----- INPUT FOR THIS TASK -----

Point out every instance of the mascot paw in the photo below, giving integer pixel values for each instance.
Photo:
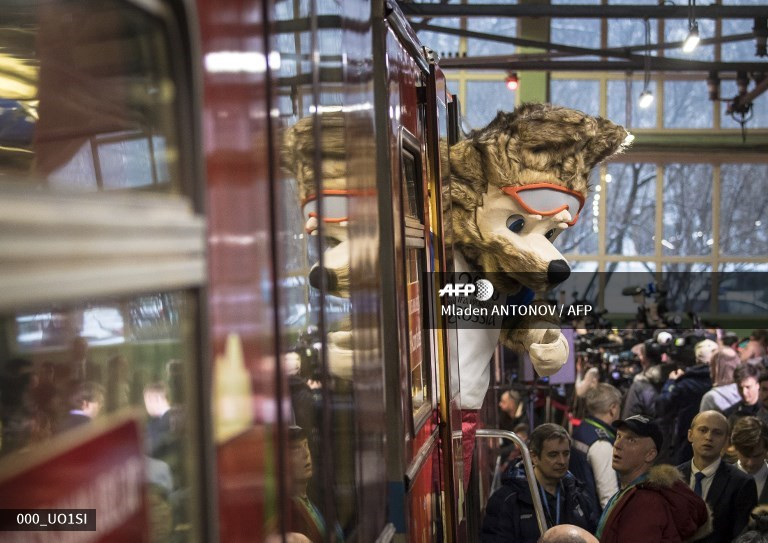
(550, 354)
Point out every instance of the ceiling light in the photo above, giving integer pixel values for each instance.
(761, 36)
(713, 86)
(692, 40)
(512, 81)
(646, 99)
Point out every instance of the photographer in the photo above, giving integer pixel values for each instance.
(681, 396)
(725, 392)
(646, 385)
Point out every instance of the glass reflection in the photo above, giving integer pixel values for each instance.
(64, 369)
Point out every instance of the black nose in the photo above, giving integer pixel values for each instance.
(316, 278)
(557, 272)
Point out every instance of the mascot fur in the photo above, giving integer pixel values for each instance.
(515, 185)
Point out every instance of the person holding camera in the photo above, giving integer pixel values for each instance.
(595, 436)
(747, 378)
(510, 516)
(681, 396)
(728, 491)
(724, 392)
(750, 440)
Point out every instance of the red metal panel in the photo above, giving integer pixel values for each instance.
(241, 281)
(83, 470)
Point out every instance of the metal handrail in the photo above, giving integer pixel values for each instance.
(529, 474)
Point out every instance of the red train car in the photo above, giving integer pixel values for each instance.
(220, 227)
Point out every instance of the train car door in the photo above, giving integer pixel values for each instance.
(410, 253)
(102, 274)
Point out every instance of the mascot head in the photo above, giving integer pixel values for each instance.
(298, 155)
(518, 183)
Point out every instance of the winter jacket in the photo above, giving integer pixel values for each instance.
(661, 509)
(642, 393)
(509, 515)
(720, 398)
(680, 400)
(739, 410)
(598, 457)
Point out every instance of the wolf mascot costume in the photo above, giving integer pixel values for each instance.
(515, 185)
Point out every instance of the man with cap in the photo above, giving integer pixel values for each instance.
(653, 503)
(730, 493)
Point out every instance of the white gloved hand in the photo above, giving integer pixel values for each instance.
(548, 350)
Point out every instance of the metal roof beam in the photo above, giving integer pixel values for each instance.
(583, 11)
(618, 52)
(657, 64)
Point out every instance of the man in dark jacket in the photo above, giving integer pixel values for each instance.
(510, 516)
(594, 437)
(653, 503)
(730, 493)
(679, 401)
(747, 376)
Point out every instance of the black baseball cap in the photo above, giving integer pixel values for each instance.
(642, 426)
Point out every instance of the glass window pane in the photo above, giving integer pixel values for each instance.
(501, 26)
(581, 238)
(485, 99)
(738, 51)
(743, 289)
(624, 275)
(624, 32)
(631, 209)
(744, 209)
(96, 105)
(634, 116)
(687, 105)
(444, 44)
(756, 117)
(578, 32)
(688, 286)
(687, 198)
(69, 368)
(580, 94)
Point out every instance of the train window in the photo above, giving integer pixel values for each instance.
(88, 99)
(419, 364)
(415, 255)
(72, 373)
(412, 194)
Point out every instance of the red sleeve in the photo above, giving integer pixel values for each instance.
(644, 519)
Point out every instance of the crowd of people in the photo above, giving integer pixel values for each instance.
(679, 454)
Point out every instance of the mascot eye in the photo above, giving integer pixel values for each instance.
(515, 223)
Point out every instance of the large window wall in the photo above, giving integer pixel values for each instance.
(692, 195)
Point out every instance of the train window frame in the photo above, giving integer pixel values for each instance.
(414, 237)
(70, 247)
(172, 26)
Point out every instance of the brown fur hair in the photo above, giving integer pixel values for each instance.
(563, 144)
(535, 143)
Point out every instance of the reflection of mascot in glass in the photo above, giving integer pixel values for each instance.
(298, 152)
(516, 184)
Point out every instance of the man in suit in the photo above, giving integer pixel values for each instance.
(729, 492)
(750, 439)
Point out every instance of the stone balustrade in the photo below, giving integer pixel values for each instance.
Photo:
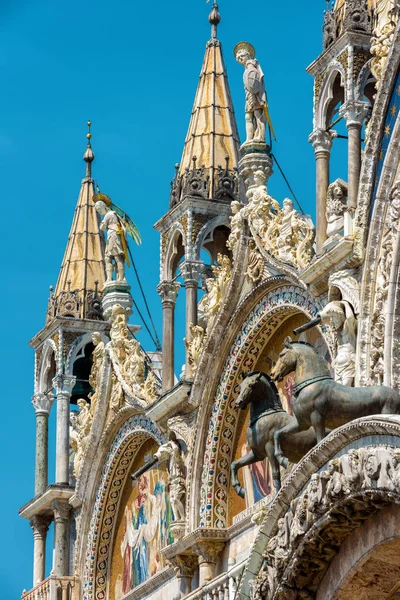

-----

Provide the count of lines in the records above that hold the word "below", with no other text.

2